#### ABOUT THIS TASK:
The listing below should be reproduced exactly, with the pictures omitted.

#### PROVIDED RECORDS:

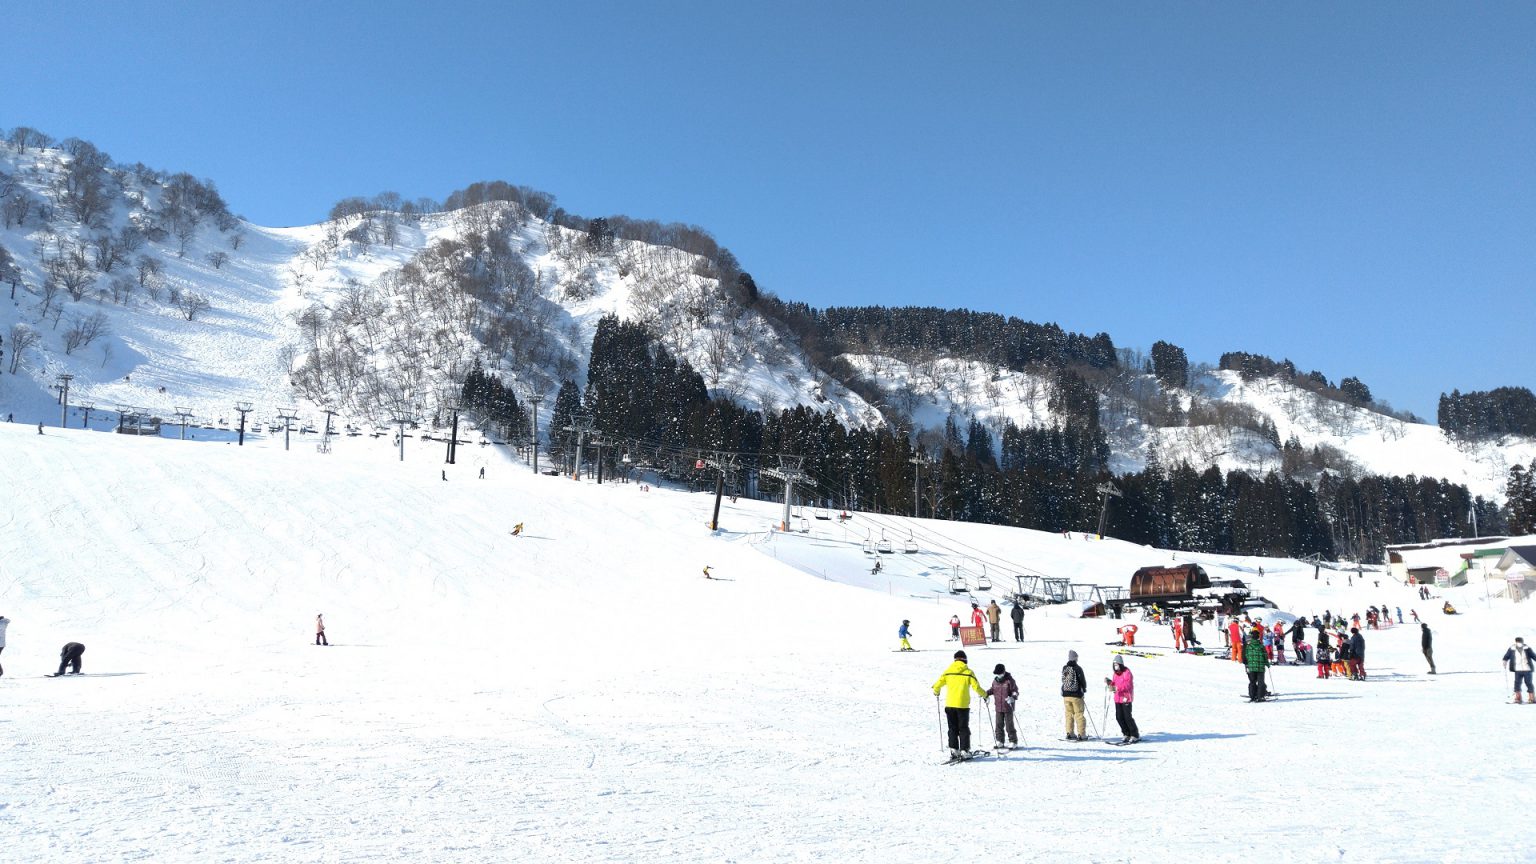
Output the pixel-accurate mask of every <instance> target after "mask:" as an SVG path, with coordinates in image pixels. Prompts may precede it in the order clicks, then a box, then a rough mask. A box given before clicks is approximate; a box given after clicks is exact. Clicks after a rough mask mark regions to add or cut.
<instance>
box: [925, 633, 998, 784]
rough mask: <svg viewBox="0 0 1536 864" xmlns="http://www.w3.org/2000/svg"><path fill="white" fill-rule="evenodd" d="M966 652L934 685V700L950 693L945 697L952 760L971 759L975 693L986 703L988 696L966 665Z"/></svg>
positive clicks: (960, 654)
mask: <svg viewBox="0 0 1536 864" xmlns="http://www.w3.org/2000/svg"><path fill="white" fill-rule="evenodd" d="M965 660H966V658H965V652H963V650H957V652H955V660H954V663H951V664H949V669H945V672H943V675H940V676H938V681H934V698H935V700H937V698H938V690H943V689H945V687H948V689H949V692H948V693H945V719H946V721H948V724H949V758H951V759H963V758H966V756H969V755H971V690H975V695H978V696H982V698H983V700H985V698H986V696H988V692H986V690H983V689H982V684H980V681H977V680H975V673H974V672H971V667H969V666H966V664H965Z"/></svg>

#### SOLUTION TO THIS TASK:
Output the pixel-accurate mask of every <instance> target after "mask:" as an SVG path, with coordinates in image pixels. Prompts may precede it in the order clicks, then a box, then a rough mask. A box given before clicks is approximate; a box given after clicks is exact. Clicks after a rough mask mark regions to add or cut.
<instance>
box: [925, 633, 998, 784]
rough mask: <svg viewBox="0 0 1536 864" xmlns="http://www.w3.org/2000/svg"><path fill="white" fill-rule="evenodd" d="M966 652L934 685V700L950 693L945 697L952 760L971 759L975 693L986 703L988 696L966 665Z"/></svg>
positive clicks: (960, 654)
mask: <svg viewBox="0 0 1536 864" xmlns="http://www.w3.org/2000/svg"><path fill="white" fill-rule="evenodd" d="M965 660H966V658H965V652H963V650H957V652H955V660H954V663H951V664H949V669H945V672H943V675H940V676H938V681H934V698H935V700H937V698H938V690H943V689H945V687H948V689H949V692H948V693H945V719H946V721H948V724H949V758H951V759H963V758H966V756H969V755H971V690H975V695H978V696H982V698H983V700H985V698H986V696H988V692H986V690H983V689H982V684H980V681H977V680H975V673H974V672H971V667H969V666H966V664H965Z"/></svg>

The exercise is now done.